YOUR GOAL: In the film review, how many days did Saltzman sleep in a tent outside the ashram gate?

SOURCE TEXT:
+---+
Who wouldn’t like Morgan Freeman to narrate their home movies? All you need to make that happen is a wealth of photographs taken during the week you spent hanging out with the Beatles in India during their historic two-month stay with Transcendental Meditation guru Maharishi Mahesh Yogi.

“Home movies” is a misnomer, since TV producer and documentary filmmaker Paul Saltzman (Prom Night in Mississippi) didn’t have any film footage of his 1968 encounter. Instead, he commissioned drawings and sketchlike animations of his memories, doing his best to stretch a few dozen images and seven days of memories into a full-length documentary.

It is a great story, like something out of Zelig: Saltzman, then in his 20s, manages to get himself to India, in search of inner peace, and winds up at the gate of the maharishi, asking for TM lessons. He’s told the ashram is closed because the Beatles are inside, so he sleeps in a tent outside the gate for eight days, waiting. And, finally, they let him inside.

The Beatles — along with Mia Farrow, Mike Love and others in their party — quickly befriend Saltzman, and they spend a week meditating and hanging out and having retrospectively profound talks, all meticulously reconstructed by Saltzman. He interviews himself, his daughter, Beatles experts and — inexplicably — meditation fan David Lynch (yes, that one), but only the narrative about the Beatles encounter has any real weight to it. Watching Saltzman sort through his mildewed Beatles LPs is less captivating.

If you love the Beatles or Transcendental Meditation, this is a must-see movie, although it has no real global insights into either subject. And if you really love the Beatles and TM, Saltzman also has a limited-edition book of his story and his photographs available in $325 and $875 editions. Have at it.
+---+
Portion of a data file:

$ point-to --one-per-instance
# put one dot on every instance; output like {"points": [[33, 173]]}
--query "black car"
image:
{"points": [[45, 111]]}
+---+
EXERCISE SOLUTION: Eight days.